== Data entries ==
»»

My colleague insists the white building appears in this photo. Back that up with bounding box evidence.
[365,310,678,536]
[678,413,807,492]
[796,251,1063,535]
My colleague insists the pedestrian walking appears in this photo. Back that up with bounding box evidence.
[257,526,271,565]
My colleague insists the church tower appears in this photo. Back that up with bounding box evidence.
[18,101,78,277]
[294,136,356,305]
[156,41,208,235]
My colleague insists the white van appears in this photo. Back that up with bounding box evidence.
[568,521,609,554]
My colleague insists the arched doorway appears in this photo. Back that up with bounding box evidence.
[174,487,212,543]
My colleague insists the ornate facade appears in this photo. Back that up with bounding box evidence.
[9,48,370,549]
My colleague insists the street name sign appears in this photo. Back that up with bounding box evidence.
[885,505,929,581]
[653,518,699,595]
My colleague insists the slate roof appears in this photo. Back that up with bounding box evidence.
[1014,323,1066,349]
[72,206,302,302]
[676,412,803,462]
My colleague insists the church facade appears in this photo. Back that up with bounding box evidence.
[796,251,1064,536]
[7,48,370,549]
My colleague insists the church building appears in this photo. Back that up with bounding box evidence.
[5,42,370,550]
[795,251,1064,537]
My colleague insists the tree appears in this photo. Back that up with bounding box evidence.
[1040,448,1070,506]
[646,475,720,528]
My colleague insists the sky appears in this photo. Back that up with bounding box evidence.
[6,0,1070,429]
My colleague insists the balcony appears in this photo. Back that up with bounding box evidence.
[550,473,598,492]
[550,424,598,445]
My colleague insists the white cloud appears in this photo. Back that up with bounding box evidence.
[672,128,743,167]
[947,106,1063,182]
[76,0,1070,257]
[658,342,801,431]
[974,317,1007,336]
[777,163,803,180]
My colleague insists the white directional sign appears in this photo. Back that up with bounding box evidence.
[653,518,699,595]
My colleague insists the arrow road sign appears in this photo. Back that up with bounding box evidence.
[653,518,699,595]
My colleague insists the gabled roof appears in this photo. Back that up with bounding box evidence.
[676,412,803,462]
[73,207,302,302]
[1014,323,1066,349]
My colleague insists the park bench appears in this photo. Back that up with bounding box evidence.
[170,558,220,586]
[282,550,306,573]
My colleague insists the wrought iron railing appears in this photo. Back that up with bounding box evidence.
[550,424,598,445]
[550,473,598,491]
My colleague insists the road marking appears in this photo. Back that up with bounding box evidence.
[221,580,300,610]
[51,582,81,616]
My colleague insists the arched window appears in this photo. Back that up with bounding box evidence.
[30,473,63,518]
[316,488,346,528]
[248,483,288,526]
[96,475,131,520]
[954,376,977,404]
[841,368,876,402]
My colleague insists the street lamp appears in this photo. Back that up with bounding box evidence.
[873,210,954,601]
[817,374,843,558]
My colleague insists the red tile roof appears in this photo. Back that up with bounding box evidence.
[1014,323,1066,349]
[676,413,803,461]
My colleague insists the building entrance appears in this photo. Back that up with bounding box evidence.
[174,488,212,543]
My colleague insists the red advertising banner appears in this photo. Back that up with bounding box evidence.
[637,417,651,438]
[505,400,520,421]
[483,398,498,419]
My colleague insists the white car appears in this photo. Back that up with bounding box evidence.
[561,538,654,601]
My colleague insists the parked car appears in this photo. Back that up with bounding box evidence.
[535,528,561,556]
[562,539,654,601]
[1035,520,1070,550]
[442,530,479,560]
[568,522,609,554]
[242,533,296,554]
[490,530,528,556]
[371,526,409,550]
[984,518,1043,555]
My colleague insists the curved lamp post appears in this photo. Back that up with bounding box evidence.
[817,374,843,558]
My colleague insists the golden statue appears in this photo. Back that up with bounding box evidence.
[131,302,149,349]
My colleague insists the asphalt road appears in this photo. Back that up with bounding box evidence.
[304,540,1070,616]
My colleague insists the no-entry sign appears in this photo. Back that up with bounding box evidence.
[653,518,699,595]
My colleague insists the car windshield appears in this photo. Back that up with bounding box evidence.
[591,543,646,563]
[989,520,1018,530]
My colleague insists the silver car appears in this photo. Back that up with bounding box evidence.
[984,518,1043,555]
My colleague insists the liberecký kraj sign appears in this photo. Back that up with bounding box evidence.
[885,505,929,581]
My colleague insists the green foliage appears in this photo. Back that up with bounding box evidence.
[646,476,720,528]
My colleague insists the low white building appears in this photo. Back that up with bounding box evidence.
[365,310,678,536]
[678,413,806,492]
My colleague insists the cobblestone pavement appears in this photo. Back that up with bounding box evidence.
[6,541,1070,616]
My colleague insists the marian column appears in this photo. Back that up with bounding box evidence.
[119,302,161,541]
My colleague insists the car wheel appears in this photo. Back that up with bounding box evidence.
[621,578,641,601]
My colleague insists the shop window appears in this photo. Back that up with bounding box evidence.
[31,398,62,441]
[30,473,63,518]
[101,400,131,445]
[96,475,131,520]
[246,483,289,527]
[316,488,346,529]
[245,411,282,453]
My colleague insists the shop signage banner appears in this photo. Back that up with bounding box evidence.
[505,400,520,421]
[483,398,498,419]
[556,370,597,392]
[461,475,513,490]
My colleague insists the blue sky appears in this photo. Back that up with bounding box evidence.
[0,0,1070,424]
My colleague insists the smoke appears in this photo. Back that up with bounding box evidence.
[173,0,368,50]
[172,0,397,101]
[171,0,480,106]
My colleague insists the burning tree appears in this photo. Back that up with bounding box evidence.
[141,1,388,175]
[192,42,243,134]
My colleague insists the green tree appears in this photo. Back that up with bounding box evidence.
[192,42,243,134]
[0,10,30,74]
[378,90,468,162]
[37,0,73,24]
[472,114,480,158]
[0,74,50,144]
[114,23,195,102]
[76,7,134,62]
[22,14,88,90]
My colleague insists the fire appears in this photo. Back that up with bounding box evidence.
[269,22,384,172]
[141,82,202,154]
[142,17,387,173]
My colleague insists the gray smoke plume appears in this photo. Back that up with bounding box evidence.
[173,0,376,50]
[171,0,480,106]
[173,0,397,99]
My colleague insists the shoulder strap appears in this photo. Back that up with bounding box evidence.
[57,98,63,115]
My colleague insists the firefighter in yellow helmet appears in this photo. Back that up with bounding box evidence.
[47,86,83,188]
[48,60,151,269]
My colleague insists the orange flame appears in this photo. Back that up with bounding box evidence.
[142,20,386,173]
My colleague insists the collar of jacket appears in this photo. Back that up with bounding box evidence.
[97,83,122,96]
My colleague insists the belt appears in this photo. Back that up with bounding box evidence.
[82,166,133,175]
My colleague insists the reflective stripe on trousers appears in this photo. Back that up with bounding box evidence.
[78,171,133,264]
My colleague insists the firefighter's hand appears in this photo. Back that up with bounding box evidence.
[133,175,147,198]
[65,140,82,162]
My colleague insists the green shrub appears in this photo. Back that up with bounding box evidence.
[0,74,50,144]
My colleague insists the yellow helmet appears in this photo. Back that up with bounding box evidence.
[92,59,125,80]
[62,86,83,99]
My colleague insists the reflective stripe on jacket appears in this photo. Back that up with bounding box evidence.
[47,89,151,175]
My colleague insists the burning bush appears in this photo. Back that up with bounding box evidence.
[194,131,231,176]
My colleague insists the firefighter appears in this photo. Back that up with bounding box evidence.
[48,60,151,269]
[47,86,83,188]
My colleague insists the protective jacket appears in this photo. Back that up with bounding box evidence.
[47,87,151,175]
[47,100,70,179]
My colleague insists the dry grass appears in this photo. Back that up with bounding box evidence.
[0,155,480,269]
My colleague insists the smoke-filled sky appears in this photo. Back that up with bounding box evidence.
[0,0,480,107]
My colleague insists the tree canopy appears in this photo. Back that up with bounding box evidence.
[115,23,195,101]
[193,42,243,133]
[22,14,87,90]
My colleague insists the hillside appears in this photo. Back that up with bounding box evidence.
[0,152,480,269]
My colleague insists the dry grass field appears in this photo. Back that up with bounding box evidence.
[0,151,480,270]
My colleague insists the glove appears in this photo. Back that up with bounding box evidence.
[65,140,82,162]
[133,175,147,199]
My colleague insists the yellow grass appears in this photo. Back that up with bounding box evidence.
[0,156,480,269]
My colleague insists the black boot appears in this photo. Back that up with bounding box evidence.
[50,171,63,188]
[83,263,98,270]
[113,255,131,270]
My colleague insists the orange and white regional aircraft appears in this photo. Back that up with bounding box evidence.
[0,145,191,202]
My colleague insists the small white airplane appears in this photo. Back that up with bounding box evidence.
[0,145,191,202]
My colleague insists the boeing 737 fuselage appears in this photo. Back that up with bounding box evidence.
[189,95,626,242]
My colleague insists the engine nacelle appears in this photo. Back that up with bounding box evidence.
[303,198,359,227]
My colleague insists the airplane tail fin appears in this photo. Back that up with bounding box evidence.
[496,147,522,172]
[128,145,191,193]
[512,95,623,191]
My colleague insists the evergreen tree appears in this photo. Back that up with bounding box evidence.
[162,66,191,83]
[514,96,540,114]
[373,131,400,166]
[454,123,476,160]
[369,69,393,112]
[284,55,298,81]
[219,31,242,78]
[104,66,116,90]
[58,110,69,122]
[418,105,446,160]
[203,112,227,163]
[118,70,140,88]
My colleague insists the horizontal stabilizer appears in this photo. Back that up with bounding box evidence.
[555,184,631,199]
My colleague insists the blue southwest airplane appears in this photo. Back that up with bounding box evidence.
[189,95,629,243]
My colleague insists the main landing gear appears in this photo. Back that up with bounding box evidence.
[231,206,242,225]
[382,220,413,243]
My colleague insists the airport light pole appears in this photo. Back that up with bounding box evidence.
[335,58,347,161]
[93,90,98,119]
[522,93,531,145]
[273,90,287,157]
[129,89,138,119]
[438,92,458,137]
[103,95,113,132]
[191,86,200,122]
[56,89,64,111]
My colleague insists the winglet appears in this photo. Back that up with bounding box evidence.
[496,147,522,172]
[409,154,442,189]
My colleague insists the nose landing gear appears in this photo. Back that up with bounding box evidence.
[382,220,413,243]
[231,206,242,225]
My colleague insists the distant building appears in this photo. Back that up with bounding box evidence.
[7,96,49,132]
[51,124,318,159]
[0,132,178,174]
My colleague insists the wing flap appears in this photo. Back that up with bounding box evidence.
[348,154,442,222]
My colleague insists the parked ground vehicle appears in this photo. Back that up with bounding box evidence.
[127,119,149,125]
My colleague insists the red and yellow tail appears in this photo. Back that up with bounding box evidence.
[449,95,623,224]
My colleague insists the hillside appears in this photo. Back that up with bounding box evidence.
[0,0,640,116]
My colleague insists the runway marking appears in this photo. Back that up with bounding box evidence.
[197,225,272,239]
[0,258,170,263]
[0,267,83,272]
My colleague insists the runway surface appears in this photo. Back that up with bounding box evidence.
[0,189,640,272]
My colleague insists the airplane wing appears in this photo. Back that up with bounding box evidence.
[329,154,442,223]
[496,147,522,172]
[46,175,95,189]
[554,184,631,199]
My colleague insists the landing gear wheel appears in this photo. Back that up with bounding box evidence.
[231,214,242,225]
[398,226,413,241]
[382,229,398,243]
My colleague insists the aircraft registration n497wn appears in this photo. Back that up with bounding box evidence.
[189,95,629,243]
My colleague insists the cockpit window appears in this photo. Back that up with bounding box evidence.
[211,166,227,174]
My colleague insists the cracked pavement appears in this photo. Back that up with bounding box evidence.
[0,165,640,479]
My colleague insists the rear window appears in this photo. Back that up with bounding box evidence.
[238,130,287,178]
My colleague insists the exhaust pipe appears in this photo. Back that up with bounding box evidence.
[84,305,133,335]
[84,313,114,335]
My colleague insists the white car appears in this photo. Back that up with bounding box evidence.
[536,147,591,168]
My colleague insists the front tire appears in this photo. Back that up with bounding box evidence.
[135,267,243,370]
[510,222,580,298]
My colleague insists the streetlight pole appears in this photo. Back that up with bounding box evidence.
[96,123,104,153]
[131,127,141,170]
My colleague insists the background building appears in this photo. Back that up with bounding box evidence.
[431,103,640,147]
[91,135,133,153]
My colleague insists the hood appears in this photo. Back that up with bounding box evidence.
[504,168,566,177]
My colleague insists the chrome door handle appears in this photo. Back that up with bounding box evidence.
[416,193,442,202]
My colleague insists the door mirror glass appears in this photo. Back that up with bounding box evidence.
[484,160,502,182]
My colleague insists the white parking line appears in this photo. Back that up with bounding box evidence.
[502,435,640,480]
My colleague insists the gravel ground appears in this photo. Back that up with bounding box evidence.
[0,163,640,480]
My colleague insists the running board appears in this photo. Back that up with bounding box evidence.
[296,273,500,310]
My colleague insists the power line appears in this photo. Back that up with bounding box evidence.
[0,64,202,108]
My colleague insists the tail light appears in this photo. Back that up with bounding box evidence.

««

Arrange the entries above as a numbered list with no blank lines. Begin at the line containing "My colleague insists the arched doorway" and end with the line containing "[51,582,81,616]".

== Output of the task ==
1. My colleague insists the arched doorway appears in this photo. Back that up with bounding box evidence.
2. [174,487,212,543]
3. My colleague insists the ornate facade appears in this photo. Back that up with bounding box evidence.
4. [9,48,370,549]
5. My colleague insists the street name sign appears in this photo. Back that up with bounding box evidence.
6. [885,505,929,581]
7. [653,518,699,595]
8. My colleague insists the slate roof appears in this photo. Back that up with bounding box evidence.
9. [1014,323,1066,349]
10. [72,206,302,302]
11. [676,412,803,462]
12. My colleague insists the church facade appears in this photo. Back that up with bounding box evidence.
13. [796,251,1064,536]
14. [7,48,370,549]
15. My colleague insists the church building appears in this photo. Back that up with bounding box evidence.
16. [5,42,370,550]
17. [795,251,1064,537]
18. My colleague insists the tree appears in this photo. Back that up with bounding box evidence.
19. [1040,448,1070,506]
20. [646,475,720,528]
21. My colleague insists the sky appears in this photo. Back that up with bounding box evidence.
22. [6,0,1070,429]
23. My colleague insists the balcony appears in this photo. Back that up with bounding box evidence.
24. [550,473,598,492]
25. [550,424,598,445]
26. My colleague insists the white cloud appears in this photo. Back that up with bounding box evidence.
27. [672,128,743,167]
28. [947,106,1063,182]
29. [76,0,1070,257]
30. [658,342,801,431]
31. [974,317,1007,336]
32. [777,163,803,180]
33. My colleague insists the white directional sign appears in this photo. Back that up with bounding box evidence.
34. [653,518,699,595]
35. My colleague insists the arrow road sign appears in this photo. Back that up with bounding box evidence.
36. [653,518,699,595]
37. My colleague insists the gabled roof appears in this photo. Back that up with bounding box evidence.
38. [676,412,803,462]
39. [73,207,302,302]
40. [1014,323,1066,349]
41. My colleague insists the park bench appears in this photo. Back that up with bounding box evidence.
42. [170,558,220,586]
43. [282,550,306,573]
44. My colleague insists the wrought iron railing appears in this photo. Back that up with bounding box evidence.
45. [550,424,598,445]
46. [550,473,598,491]
47. My colleague insists the road marking appears in this photo. Back that up with bounding box evidence.
48. [221,580,300,610]
49. [51,582,81,616]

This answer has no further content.